**Selected passage**
▽
Each card can store up to 64 unique peer IDs. When the limit is reached, the buffer wraps around and overwrites the oldest links. The linkCount keeps incrementing past 64 to track total lifetime unique peers.

The Flash Write Problem

Here’s the thing about STM32L0 EEPROM emulation - it’s backed by flash memory with limited write cycles (~10,000 per page). A full 896-byte write takes 6-7 seconds and blocks the entire MCU. Each individual byte write can take 5-10ms. That’s a problem when you need to stay responsive for USB serial and TapLink communication.

Three solutions are implemented:

1. Delayed writes (2-second batch window) - Multiple changes within 2 seconds are batched into a single write. The loop() function checks a dirty flag and elapsed time before committing.

2. Optimized partial saves - Instead of writing 896 bytes every time:

saveTapCountOnly() writes just 8 bytes (tap count + CRC) - ~100x faster
saveLinkOnly() writes just 18 bytes (link count + new link entry + CRC) - ~50x faster

3. Chunked writes with yield - Full writes are broken into 32-byte chunks with 1ms delays between them, allowing serial interrupts to be processed:

const size_t CHUNK_SIZE = 32;
for (size_t i = 0; i < sizeof(PersistImageV1); ++i) {
    platform_storage_write(...);
    if ((i % CHUNK_SIZE) == (CHUNK_SIZE - 1)) {
        platform_delay_ms(1);  // Let serial interrupts breathe
    }
}

For the CLEAR and PROVISION_KEY USB commands, the ACK response is sent before the EEPROM write begins. This prevents the host from timing out while waiting for the blocking write to complete. Secret key writes (setSecretKey()) always save immediately with no delay - security-critical data shouldn’t sit in a dirty buffer.
△
**Objective A**
Please answer these questions about the passage on STM32L0 flash writes, one answer a line, marked the same way:
(i) How many unique peer IDs can each card store?
(ii) How many bytes does saveTapCountOnly() write?
(iii) For the CLEAR and PROVISION_KEY USB commands, when is the ACK response sent?
**Objective B**
Pick up the passage on STM32L0 flash writes after its last sentence and carry it on with a few more sentences in the same style.

**Provided information**
▽
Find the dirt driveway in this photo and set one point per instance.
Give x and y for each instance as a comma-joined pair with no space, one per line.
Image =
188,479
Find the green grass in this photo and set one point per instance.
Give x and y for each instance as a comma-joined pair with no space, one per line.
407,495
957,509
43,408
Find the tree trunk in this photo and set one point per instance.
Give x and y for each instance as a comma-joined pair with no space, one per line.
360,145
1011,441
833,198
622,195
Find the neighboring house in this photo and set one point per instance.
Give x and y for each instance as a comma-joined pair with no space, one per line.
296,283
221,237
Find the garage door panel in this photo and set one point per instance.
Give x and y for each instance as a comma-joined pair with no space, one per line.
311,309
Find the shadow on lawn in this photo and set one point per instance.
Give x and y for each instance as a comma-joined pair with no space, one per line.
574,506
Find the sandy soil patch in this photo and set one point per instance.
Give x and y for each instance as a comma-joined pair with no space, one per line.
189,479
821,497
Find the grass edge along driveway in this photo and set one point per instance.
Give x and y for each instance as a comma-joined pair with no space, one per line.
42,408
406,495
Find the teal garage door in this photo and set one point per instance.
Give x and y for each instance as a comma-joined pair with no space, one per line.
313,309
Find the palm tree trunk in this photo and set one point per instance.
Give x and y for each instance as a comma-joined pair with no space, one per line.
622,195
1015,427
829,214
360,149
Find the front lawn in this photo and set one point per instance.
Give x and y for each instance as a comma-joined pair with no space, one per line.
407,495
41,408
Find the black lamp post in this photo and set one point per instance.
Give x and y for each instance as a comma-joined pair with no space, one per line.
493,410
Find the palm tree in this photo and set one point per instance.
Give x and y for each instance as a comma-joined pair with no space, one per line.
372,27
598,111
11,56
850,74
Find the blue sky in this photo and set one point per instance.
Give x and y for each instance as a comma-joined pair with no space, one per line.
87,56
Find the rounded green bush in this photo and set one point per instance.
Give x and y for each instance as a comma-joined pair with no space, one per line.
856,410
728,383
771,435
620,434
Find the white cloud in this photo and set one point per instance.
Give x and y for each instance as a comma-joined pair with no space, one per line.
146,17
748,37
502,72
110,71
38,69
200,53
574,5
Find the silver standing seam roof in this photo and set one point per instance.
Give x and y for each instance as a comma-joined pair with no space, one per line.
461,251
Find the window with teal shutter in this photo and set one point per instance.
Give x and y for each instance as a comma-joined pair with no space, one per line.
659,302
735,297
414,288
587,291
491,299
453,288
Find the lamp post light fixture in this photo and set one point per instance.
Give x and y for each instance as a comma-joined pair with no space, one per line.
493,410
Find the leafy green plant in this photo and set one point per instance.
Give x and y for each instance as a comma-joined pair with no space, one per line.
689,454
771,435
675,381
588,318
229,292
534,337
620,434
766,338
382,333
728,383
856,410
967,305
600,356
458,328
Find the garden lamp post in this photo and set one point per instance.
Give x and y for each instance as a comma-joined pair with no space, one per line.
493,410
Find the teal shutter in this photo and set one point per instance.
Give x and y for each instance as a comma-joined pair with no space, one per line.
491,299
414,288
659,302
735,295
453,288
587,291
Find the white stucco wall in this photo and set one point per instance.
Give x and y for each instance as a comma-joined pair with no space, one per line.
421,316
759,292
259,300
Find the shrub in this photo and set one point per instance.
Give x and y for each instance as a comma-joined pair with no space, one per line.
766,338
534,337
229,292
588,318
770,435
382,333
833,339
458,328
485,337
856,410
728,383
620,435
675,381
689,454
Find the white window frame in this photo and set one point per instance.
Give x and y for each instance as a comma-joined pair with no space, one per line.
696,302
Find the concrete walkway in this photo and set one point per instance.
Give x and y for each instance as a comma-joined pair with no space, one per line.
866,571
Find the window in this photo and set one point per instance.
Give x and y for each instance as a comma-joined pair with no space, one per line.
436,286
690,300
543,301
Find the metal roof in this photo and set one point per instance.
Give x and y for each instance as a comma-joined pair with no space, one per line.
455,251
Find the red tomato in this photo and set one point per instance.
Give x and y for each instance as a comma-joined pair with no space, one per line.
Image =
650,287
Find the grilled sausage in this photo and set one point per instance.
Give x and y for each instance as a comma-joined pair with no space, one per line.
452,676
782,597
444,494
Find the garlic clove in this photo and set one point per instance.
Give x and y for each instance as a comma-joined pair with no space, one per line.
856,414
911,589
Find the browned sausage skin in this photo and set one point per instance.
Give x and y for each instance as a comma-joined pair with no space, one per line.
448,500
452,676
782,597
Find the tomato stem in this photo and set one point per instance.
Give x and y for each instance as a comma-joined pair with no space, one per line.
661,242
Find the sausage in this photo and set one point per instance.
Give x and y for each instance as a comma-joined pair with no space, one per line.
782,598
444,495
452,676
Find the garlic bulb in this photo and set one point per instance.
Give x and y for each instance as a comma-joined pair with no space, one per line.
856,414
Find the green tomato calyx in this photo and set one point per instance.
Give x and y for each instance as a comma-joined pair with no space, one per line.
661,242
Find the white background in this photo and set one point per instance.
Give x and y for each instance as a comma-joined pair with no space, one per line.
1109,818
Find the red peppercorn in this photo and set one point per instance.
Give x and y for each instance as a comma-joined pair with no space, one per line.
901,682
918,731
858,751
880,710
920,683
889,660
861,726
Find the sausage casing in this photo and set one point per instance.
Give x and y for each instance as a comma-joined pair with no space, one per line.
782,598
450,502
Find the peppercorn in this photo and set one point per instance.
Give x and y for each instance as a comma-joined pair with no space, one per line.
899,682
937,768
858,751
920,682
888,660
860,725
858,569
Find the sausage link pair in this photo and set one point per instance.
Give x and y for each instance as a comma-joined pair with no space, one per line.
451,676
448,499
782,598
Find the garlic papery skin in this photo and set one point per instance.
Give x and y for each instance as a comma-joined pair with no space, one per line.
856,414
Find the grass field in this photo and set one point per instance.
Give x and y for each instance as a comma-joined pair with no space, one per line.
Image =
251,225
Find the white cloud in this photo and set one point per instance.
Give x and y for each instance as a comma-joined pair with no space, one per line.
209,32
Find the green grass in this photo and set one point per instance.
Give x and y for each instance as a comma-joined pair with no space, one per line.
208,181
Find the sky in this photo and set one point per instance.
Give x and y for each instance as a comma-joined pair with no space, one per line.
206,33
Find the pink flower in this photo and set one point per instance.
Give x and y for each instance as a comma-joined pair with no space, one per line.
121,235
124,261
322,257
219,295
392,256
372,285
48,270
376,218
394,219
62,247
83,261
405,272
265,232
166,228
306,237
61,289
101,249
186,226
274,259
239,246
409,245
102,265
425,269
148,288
△
**Written answer A**
(i) Up to 64.
(ii) 8 bytes (tap count + CRC).
(iii) Before the EEPROM write begins.

**Written answer B**
Link Management

Before adding a new peer, hasLink() does an O(n) scan of existing links to prevent duplicates. When MAX_LINKS (64) is reached, the index wraps around:

1	idx = idx % PersistPayloadV1::MAX_LINKS; // Circular buffer

Oldest links get overwritten, but linkCount keeps going up so the total lifetime count is preserved for NEXI.

Initialization

On first boot (or after corruption), the storage initializes fresh:

Try to load from NVM - validate magic, version, length, and CRC32
If validation fails, zero-initialize everything, stamp the magic/version, copy the hardware UID into selfId, and write
If selfId is all zeros (shouldn’t happen, but defensive), re-read from the hardware UID

Designing TapLink - A Masterless 1-Wire Protocol

The core challenge was figuring out how two cards communicate when they tap together. I designed TapLink - a device-to-device communication protocol over a single GPIO wire using an open-drain configuration. Neither card needs to be the “master.” Both cards are equal peers that negotiate who takes the lead.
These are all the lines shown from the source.